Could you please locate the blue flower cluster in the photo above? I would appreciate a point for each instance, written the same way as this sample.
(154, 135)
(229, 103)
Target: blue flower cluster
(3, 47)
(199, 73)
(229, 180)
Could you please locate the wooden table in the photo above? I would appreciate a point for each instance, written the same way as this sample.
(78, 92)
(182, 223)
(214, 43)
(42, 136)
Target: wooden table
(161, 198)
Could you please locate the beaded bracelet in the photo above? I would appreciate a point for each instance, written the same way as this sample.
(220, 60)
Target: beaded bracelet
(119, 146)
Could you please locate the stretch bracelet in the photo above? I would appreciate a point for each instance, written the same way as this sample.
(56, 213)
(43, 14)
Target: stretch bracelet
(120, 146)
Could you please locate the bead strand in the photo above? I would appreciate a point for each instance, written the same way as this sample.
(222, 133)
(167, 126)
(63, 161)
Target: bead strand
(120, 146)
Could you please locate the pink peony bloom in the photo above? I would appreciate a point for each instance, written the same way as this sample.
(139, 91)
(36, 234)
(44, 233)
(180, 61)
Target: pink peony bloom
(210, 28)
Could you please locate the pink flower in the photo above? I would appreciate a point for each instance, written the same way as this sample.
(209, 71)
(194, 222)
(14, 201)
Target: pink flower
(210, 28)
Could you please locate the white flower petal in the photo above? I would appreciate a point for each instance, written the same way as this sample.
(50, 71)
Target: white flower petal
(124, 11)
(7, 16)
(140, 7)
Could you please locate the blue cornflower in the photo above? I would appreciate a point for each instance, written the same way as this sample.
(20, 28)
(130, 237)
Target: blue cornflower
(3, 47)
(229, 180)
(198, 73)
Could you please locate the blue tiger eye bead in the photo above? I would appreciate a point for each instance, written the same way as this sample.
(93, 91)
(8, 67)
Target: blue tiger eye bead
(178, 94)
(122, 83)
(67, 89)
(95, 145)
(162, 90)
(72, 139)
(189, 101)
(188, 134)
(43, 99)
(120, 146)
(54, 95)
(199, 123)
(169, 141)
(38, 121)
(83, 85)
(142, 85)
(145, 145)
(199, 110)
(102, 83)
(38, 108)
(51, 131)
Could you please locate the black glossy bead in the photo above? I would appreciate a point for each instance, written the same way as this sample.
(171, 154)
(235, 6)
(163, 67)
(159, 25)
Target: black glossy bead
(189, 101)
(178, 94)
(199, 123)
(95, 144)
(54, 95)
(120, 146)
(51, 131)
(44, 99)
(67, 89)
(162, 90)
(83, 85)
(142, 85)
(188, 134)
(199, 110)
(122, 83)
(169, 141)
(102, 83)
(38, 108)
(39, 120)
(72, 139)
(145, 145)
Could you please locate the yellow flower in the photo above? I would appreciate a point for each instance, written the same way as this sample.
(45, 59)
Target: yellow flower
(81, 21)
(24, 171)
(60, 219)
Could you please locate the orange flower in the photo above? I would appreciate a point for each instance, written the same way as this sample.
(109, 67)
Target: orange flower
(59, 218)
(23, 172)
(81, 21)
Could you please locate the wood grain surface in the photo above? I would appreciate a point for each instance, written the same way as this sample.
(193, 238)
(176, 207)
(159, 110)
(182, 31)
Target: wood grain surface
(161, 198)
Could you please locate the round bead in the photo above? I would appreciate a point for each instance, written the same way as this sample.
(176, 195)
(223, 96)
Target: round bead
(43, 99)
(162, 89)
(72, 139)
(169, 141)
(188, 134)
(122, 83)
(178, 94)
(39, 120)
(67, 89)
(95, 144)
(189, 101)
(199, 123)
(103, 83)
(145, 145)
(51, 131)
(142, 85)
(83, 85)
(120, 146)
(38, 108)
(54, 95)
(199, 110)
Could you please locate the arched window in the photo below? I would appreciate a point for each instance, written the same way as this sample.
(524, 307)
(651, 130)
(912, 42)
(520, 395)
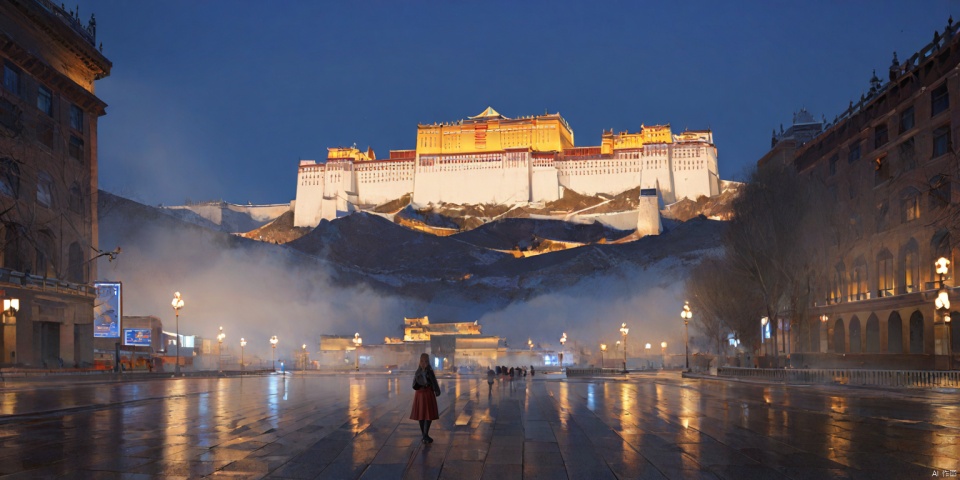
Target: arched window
(76, 198)
(873, 334)
(9, 177)
(839, 282)
(839, 337)
(939, 191)
(75, 262)
(855, 341)
(886, 286)
(46, 261)
(910, 256)
(894, 333)
(859, 280)
(44, 189)
(909, 204)
(916, 332)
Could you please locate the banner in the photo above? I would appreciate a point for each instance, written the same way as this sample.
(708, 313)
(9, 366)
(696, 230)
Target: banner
(106, 310)
(136, 337)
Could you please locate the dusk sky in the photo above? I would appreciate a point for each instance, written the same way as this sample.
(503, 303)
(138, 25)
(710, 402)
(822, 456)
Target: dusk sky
(219, 100)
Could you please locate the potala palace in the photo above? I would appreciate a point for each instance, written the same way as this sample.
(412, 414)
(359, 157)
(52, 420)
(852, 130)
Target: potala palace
(492, 159)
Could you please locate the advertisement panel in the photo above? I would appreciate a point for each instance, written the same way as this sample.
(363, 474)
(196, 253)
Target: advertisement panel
(106, 310)
(136, 337)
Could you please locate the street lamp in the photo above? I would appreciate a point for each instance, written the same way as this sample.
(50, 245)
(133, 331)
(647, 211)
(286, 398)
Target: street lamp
(942, 302)
(357, 341)
(563, 340)
(243, 343)
(177, 304)
(220, 338)
(273, 343)
(686, 315)
(624, 331)
(663, 355)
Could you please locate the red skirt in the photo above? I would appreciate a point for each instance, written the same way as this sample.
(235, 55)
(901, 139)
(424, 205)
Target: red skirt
(424, 405)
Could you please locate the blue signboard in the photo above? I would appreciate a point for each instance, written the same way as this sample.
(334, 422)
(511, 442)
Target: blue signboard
(136, 337)
(106, 310)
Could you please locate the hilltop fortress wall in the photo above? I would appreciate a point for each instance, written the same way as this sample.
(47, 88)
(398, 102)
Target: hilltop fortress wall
(491, 159)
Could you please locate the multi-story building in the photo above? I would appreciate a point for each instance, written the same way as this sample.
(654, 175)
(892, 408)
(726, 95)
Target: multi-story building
(890, 166)
(492, 159)
(48, 182)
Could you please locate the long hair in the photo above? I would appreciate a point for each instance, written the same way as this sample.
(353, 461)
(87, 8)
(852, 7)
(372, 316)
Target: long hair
(424, 361)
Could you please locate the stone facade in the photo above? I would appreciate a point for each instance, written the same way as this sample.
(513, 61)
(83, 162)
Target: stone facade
(890, 165)
(48, 182)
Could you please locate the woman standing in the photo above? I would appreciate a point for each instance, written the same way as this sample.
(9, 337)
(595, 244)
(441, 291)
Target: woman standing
(425, 400)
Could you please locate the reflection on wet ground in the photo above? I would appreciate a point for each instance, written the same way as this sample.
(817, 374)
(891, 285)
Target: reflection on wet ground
(356, 426)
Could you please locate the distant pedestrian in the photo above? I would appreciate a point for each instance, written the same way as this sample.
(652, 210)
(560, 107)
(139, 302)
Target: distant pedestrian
(425, 400)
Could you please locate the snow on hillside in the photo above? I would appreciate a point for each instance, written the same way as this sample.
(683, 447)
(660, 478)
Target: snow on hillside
(365, 273)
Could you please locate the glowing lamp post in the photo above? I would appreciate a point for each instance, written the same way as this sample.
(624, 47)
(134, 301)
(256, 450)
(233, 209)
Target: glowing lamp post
(243, 343)
(357, 342)
(686, 315)
(624, 331)
(663, 354)
(220, 338)
(563, 340)
(763, 333)
(942, 304)
(273, 357)
(177, 304)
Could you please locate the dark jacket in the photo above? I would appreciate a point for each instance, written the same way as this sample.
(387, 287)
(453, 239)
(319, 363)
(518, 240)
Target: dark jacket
(426, 375)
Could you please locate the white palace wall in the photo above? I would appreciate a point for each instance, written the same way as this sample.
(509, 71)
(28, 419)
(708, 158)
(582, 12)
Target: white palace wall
(382, 181)
(473, 178)
(695, 171)
(685, 168)
(310, 179)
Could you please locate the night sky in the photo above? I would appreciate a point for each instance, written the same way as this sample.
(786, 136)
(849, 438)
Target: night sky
(219, 100)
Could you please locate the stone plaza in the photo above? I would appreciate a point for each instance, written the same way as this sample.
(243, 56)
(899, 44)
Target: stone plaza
(303, 426)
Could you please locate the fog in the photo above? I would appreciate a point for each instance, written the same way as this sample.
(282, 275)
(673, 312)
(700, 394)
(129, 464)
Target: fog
(256, 290)
(591, 312)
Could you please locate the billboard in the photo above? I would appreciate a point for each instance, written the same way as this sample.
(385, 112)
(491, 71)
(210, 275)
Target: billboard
(106, 310)
(136, 337)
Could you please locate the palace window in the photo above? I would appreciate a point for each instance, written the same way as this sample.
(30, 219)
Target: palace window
(906, 120)
(941, 140)
(939, 100)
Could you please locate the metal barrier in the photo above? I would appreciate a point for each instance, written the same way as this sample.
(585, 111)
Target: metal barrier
(886, 378)
(586, 372)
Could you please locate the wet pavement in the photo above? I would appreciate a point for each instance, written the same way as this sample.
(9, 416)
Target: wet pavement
(356, 426)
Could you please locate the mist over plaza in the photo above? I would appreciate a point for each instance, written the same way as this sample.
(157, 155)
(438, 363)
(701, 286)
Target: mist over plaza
(620, 240)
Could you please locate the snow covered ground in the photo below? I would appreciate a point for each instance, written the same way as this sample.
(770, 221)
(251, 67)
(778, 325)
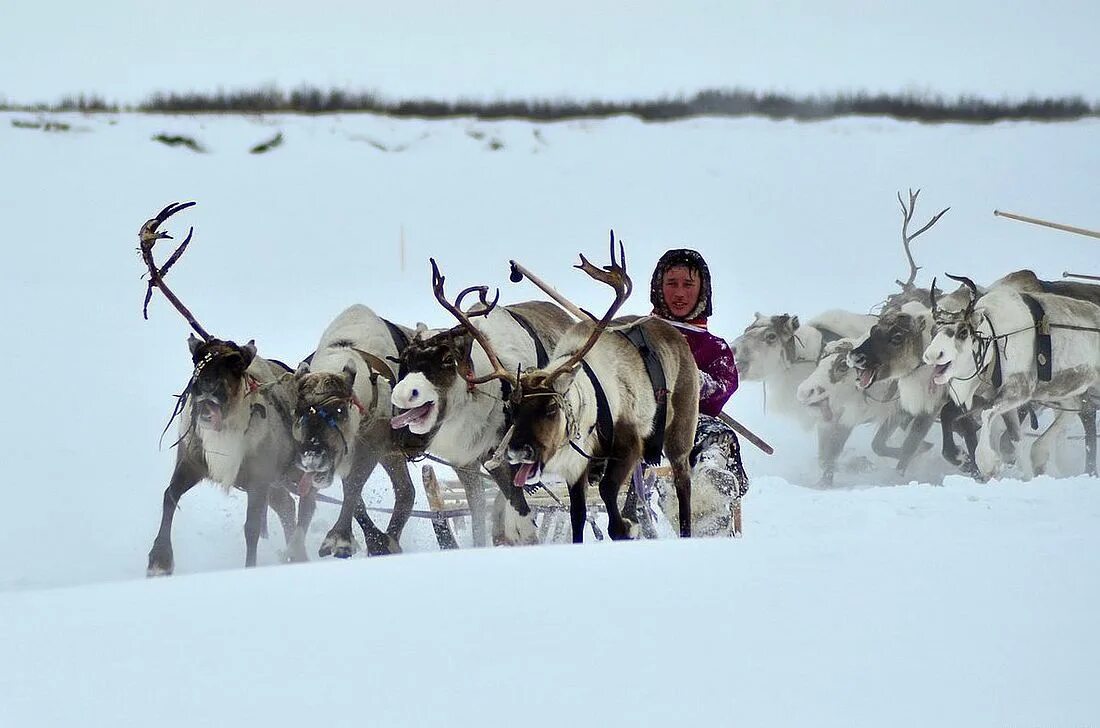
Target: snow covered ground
(879, 603)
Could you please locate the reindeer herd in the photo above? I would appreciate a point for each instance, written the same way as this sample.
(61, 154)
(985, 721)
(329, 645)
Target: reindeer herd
(534, 388)
(986, 362)
(521, 390)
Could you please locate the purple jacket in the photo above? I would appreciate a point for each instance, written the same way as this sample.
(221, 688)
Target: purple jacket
(716, 367)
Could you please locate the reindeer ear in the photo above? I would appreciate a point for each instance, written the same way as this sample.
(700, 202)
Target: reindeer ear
(349, 374)
(464, 346)
(564, 381)
(249, 352)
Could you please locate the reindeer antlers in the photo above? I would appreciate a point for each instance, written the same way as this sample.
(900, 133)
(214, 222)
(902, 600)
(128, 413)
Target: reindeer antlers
(437, 285)
(615, 276)
(974, 293)
(906, 213)
(147, 236)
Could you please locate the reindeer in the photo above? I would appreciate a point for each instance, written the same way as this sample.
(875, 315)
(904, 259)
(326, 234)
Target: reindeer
(234, 425)
(992, 342)
(341, 425)
(832, 392)
(892, 353)
(590, 411)
(780, 352)
(462, 422)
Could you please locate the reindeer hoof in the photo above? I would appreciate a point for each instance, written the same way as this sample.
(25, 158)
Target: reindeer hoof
(160, 563)
(337, 544)
(509, 528)
(383, 547)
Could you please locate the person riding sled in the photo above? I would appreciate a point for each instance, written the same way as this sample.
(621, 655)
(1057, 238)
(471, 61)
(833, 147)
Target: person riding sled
(681, 295)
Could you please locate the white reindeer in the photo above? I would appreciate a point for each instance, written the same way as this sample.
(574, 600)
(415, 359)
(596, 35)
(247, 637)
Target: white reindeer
(992, 342)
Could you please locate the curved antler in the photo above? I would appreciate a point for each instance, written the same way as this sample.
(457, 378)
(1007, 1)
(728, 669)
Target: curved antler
(974, 293)
(906, 240)
(498, 371)
(615, 276)
(147, 236)
(482, 296)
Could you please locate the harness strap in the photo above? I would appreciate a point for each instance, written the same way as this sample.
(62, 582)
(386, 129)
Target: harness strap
(997, 377)
(400, 340)
(605, 426)
(541, 357)
(1043, 345)
(655, 443)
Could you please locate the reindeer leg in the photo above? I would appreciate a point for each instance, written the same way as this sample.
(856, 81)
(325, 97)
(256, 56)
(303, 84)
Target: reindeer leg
(948, 419)
(579, 507)
(681, 478)
(1013, 393)
(255, 520)
(474, 486)
(1088, 416)
(184, 477)
(281, 502)
(616, 475)
(911, 447)
(831, 441)
(307, 506)
(1041, 449)
(404, 495)
(968, 428)
(513, 521)
(339, 541)
(879, 444)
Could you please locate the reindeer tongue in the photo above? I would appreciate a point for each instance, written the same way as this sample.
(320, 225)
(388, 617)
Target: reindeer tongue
(402, 420)
(524, 473)
(866, 377)
(305, 484)
(213, 412)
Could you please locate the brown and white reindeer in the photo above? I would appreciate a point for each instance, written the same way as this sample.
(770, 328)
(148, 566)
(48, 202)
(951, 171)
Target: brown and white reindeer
(463, 421)
(781, 352)
(234, 425)
(341, 425)
(833, 393)
(997, 342)
(586, 416)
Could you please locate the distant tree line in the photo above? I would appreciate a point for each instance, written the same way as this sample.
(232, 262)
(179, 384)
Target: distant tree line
(911, 107)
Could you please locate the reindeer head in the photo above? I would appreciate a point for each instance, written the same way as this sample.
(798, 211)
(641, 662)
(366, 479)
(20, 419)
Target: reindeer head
(893, 346)
(539, 400)
(832, 376)
(220, 379)
(766, 346)
(954, 350)
(326, 421)
(435, 370)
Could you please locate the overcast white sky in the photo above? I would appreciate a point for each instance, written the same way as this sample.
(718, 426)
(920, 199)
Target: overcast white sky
(485, 48)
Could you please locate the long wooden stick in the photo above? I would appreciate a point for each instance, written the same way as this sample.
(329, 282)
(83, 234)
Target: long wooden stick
(1047, 223)
(748, 434)
(518, 272)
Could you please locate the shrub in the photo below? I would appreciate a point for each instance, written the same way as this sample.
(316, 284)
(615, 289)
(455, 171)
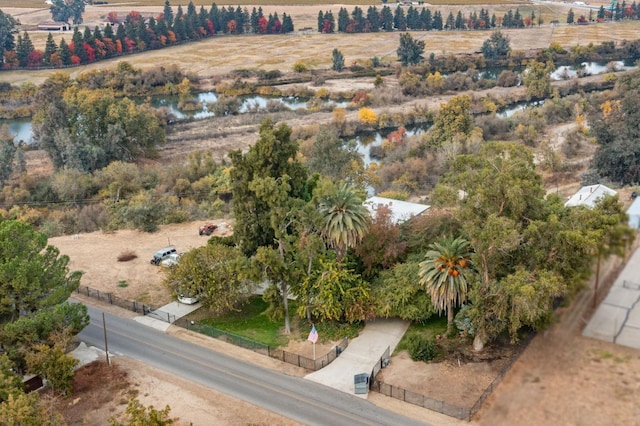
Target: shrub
(300, 66)
(126, 256)
(422, 348)
(367, 116)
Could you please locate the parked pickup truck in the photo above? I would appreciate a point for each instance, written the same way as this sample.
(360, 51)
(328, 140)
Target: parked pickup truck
(207, 229)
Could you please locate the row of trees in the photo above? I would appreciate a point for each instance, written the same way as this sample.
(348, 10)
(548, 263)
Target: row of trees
(135, 34)
(619, 12)
(417, 19)
(506, 248)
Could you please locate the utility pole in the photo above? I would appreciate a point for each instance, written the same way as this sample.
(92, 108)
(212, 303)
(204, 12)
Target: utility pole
(106, 346)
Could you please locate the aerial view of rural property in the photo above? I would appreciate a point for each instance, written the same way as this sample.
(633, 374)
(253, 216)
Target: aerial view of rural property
(279, 212)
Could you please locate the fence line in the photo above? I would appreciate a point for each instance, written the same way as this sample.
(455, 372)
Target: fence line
(234, 339)
(112, 299)
(451, 410)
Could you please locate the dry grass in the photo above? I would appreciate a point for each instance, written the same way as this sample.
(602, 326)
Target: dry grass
(126, 256)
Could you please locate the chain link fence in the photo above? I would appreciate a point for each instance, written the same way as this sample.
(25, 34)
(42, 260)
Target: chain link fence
(131, 305)
(443, 407)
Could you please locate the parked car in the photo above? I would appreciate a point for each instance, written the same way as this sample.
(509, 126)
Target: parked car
(207, 229)
(171, 260)
(188, 300)
(162, 255)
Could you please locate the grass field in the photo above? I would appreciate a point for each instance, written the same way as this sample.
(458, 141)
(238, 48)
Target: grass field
(207, 3)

[To do] Go line by line through the data and copy any that contain "below".

[Reply]
Could you please locate the arched window in the photo below? I would appreciate a point for each instance, written the same way as this sample.
Could you please locate the snow covered ground in the photo below? I would appreciate a point for each instance, written the same way as this sample.
Could you please locate the shrub in the photo below? I would appreciate a point for each instance, written the same way as this sample.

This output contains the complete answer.